→ **DIRECTIONS FOR THIS TASK**
Every record here needs to be written out again exactly.
━━━ EXCERPTED RECORDS ━━━
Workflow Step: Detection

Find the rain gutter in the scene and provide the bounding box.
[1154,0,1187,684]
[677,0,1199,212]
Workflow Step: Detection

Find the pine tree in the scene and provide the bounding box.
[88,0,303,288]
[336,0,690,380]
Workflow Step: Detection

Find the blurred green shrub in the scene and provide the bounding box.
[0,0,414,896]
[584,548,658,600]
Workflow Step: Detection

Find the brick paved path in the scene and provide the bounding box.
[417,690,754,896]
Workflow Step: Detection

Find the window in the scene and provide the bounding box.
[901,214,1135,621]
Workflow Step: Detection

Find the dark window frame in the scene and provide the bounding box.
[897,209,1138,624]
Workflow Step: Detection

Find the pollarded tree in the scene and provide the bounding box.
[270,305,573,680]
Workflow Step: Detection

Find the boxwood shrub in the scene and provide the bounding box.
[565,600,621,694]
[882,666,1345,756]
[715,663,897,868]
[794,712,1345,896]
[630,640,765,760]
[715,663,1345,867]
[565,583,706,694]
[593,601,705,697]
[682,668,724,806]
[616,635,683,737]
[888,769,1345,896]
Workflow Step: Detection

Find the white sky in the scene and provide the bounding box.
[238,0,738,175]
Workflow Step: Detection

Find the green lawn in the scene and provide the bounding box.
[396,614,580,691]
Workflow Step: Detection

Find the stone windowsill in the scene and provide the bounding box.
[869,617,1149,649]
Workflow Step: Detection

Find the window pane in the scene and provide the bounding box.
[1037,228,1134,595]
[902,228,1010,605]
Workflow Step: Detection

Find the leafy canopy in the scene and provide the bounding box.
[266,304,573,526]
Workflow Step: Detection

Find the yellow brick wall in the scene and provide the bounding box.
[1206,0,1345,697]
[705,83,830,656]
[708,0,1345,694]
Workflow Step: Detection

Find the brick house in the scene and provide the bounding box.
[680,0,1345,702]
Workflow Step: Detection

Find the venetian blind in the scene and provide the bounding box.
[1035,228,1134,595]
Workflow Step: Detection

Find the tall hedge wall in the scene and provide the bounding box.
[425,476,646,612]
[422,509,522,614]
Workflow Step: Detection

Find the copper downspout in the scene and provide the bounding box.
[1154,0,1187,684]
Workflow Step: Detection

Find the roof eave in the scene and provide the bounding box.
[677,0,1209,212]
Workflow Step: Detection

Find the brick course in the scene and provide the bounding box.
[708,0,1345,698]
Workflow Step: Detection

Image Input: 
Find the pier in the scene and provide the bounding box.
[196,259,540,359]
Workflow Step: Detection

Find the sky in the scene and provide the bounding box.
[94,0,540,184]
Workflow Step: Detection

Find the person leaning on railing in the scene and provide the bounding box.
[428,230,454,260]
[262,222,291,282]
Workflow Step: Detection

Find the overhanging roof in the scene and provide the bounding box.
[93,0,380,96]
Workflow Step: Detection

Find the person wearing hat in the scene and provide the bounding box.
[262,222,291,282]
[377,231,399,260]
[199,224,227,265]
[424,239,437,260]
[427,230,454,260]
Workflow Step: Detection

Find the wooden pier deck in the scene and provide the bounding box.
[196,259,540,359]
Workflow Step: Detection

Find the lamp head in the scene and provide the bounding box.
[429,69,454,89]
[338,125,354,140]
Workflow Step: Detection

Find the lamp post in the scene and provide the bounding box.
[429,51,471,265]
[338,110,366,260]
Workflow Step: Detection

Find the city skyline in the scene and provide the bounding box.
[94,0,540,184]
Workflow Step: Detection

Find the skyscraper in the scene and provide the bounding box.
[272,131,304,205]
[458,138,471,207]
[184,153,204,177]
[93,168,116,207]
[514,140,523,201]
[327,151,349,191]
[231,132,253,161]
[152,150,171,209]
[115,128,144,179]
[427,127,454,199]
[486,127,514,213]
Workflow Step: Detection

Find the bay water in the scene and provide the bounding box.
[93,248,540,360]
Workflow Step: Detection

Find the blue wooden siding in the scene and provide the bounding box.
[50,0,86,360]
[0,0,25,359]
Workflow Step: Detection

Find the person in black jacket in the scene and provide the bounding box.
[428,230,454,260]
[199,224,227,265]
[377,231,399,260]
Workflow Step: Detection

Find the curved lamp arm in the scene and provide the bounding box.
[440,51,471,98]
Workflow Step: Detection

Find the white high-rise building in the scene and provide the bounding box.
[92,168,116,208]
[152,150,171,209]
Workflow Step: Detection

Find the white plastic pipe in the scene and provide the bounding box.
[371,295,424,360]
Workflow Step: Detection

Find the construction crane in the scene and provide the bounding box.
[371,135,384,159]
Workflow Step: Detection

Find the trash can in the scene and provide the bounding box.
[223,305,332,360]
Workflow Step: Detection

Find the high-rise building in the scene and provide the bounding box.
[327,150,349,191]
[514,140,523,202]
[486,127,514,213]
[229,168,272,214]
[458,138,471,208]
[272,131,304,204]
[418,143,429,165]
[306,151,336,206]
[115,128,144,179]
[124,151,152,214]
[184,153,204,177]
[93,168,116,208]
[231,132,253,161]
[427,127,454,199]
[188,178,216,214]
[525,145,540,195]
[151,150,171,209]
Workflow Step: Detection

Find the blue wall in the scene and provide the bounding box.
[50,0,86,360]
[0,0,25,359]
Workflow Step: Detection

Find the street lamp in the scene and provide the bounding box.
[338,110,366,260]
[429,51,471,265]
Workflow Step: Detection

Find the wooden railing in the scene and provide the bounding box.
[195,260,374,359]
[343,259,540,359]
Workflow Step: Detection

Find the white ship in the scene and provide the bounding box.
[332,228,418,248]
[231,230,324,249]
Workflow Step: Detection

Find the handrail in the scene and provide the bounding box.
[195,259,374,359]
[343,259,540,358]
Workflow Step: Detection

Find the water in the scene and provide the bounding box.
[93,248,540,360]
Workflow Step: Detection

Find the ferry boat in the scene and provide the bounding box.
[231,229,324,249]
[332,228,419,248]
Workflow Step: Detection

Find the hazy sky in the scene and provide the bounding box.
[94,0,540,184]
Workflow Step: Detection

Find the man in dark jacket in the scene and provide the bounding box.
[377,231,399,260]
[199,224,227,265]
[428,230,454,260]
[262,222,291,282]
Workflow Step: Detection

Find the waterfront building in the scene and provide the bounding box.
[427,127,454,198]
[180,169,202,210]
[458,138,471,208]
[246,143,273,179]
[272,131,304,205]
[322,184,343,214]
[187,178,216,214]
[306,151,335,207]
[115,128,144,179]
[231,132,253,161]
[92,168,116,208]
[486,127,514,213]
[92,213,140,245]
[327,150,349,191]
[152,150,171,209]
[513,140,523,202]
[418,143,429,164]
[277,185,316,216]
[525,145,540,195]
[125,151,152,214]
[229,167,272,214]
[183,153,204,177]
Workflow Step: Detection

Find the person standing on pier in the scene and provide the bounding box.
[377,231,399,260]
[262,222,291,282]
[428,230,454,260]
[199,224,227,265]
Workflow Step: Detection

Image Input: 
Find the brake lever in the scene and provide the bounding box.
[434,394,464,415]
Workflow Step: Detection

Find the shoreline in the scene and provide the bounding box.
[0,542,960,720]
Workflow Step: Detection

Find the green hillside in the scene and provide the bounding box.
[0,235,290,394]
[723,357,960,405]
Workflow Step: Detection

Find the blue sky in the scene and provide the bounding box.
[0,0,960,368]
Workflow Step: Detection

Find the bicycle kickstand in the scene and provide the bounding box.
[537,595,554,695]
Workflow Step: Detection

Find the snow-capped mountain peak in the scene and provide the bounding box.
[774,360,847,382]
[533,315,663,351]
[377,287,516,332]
━━━
→ **SOLUTION FOR THIS EXERCISE**
Workflow Step: Detection

Find the rain gutter in the scene and provide the bounding box.
[1154,0,1187,684]
[677,0,1199,212]
Workflow Step: Detection

Find the pine tree in the scene and provide the bounding box.
[88,0,303,288]
[336,0,690,380]
Workflow Step: Detection

Find the blurred green shrub in the scene and provide the bounding box.
[0,0,414,896]
[584,548,658,600]
Workflow Step: Detection

Find the brick paved path in the scene and provide the bounding box.
[417,690,754,896]
Workflow Step: Detection

Find the window in the scene and provide the bounding box.
[901,214,1135,621]
Workflow Step: Detection

Find the dark window frame in the scene and provide the bounding box.
[897,209,1138,624]
Workflow Step: Detection

Find the pollarded tree in the scene and provide the bounding box.
[270,305,573,680]
Workflow Step: Detection

Find the boxwood shrub in the scene and provide the bounding box.
[565,600,621,694]
[882,666,1345,756]
[715,663,897,868]
[794,712,1345,896]
[630,640,765,760]
[715,663,1345,867]
[565,583,706,694]
[593,601,705,697]
[682,668,724,806]
[616,635,683,737]
[888,769,1345,896]
Workflow Step: Detection

Find the white sky in the scene and provide the bounding box.
[238,0,738,175]
Workflow Step: Detection

Find the green lawn in the scene and provide the bounding box.
[396,614,580,691]
Workflow Step: Detection

Find the stone windowsill in the scene and provide the bounding box.
[869,617,1149,649]
Workflow Step: Detection

Find the window pane in the scene and provide the bounding box.
[1037,228,1134,595]
[902,228,1010,605]
Workflow Step: Detection

Find the leafy canopy in the scene and provide the bounding box.
[266,304,573,526]
Workflow Step: Detection

Find the yellow brick wall in the scene and provide the bounding box.
[1206,0,1345,697]
[705,83,830,656]
[708,0,1345,694]
Workflow Step: Detection

Find the brick house in the scene and provide the bounding box.
[680,0,1345,702]
Workflow Step: Detection

Find the venetian blind in the scene and provide the bounding box.
[1035,228,1134,595]
Workflow Step: Detection

Find the tall hedge wall in the scene and provide the bounding box.
[425,476,646,612]
[422,509,522,614]
Workflow Step: Detection

Find the copper downspout in the scene and provide the bounding box.
[1154,0,1187,684]
Workflow Step: Detection

Find the roof eave in the scene and provide the bounding box.
[677,0,1209,212]
Workflow Step: Detection

Find the brick course in the scene and provide the bounding box.
[708,0,1345,698]
Workflow Step: Detection

Image Input: 
Find the pier in the scene and provide the bounding box.
[196,259,540,359]
Workflow Step: Detection

Find the sky in the scene and provide the bounding box.
[94,0,540,184]
Workflow Step: Detection

Find the person leaning on railing in the scene and provide the bounding box.
[428,230,454,260]
[262,222,291,282]
Workflow Step: Detection

Find the overhanging roof in the scene and provide the bounding box.
[93,0,380,96]
Workflow Step: Detection

Find the person wearing hat in the scene and provide the bounding box.
[262,222,291,282]
[377,231,399,260]
[199,224,227,265]
[424,239,437,260]
[427,230,454,260]
Workflow Step: Detection

Find the wooden pier deck in the scene and provide the bounding box.
[196,259,540,359]
Workflow Step: Detection

Find the lamp head in the scene and provide the bounding box.
[429,69,454,89]
[338,125,354,140]
Workflow Step: Detection

Find the lamp post in the scene and provide the bounding box.
[429,51,471,265]
[338,110,366,260]
Workflow Step: Detection

Find the city skyline in the scene and provide the bounding box.
[94,0,540,184]
Workflow Step: Detection

Find the skyscraper in the scene and provide the bounding box.
[272,131,304,205]
[458,138,471,207]
[184,153,204,177]
[93,168,116,207]
[514,140,523,201]
[327,151,349,191]
[231,132,253,161]
[152,150,171,209]
[115,128,144,179]
[427,127,454,199]
[486,127,514,213]
Workflow Step: Detection

Find the bay water in the scene and provide the bounding box.
[93,248,540,360]
Workflow Step: Detection

Find the blue wooden siding in the scene and provide the bounding box.
[50,0,86,360]
[0,0,25,359]
Workflow Step: Detection

Find the person in black jacket in the scene and provide the bounding box.
[428,230,454,260]
[199,224,227,265]
[377,231,399,260]
Workflow Step: Detection

Find the curved lamp arm in the scene and provide the bounding box.
[440,51,471,98]
Workflow Step: Detection

Find the white high-rise building in the scene and provide the bounding box.
[92,168,116,208]
[152,150,171,209]
Workflow Step: Detection

Find the white plastic pipe in the scene and provide the bounding box.
[371,295,424,360]
Workflow Step: Detection

Find the construction crane in the scene and provide the bounding box.
[371,135,384,159]
Workflow Step: Detection

Find the trash can in the scene and provide the bounding box.
[223,305,332,360]
Workflow Step: Detection

Find the high-rise building in the scene and provide the bounding box.
[327,150,349,191]
[514,140,523,202]
[486,127,514,213]
[229,168,272,214]
[458,138,471,208]
[272,131,304,204]
[418,143,429,165]
[306,151,336,206]
[115,128,144,179]
[124,151,152,214]
[184,153,204,177]
[93,168,116,208]
[231,132,253,161]
[427,127,454,199]
[188,178,216,214]
[525,145,540,195]
[151,150,171,209]
Workflow Step: Detection

Find the blue wall in the scene and provide the bounding box.
[50,0,86,360]
[0,0,25,359]
Workflow Step: Detection

Find the street lamp in the scene and provide the bounding box.
[338,110,366,260]
[429,51,471,265]
Workflow Step: Detection

Find the wooden railing in the scene and provide the bounding box.
[195,260,374,359]
[343,259,540,359]
Workflow Step: Detection

Find the white ship in the scene and provide the bounding box.
[332,228,418,248]
[231,230,324,249]
Workflow Step: Detection

Find the handrail in the scene and provide the bounding box.
[195,259,374,359]
[343,259,540,358]
Workflow Step: Detection

Find the water in the scene and provide the bounding box.
[93,248,540,360]
Workflow Step: Detection

Find the ferry boat in the scene and provide the bounding box.
[231,229,324,249]
[332,228,419,248]
Workflow Step: Detection

Find the hazy sky in the scene and provide the bounding box.
[94,0,540,184]
Workflow Step: Detection

Find the man in dark jacket in the scene and provide the bounding box.
[377,231,399,260]
[199,224,227,265]
[428,230,454,260]
[262,222,291,282]
Workflow Step: Detection

Find the waterfront building in the scene and provide the bounding box.
[427,127,454,198]
[180,169,202,210]
[458,138,471,208]
[246,143,273,179]
[272,131,304,205]
[322,184,343,214]
[187,178,216,214]
[306,151,335,207]
[115,128,144,179]
[231,132,253,161]
[92,168,116,208]
[486,127,514,213]
[92,213,140,245]
[327,150,349,191]
[152,150,171,209]
[513,140,523,202]
[418,143,429,164]
[277,185,316,216]
[525,145,540,195]
[125,151,152,214]
[229,167,272,214]
[183,153,204,177]
Workflow Step: Detection

Find the person standing on pier in the scene and provide the bounding box.
[377,231,399,260]
[262,222,291,282]
[428,230,454,260]
[199,224,227,265]
Workflow Step: Detection

Image Input: 
Find the brake lever in the scene and provide the bounding box.
[434,394,464,415]
Workflow Step: Detection

Find the shoreline in the scene and provide the bounding box.
[0,542,960,720]
Workflow Step: Detection

Find the green hillside in the scene and provide the bounding box.
[0,235,290,394]
[723,357,960,405]
Workflow Step: Detection

Find the blue sky in the scene and provide the bounding box.
[0,0,960,368]
Workflow Step: Detection

Find the bicycle kickstand in the scene and provide the bounding box.
[537,595,554,695]
Workflow Step: Detection

Find the snow-capped mountain peak in the scene and provide the bounding box.
[774,360,847,382]
[533,315,663,351]
[377,287,516,332]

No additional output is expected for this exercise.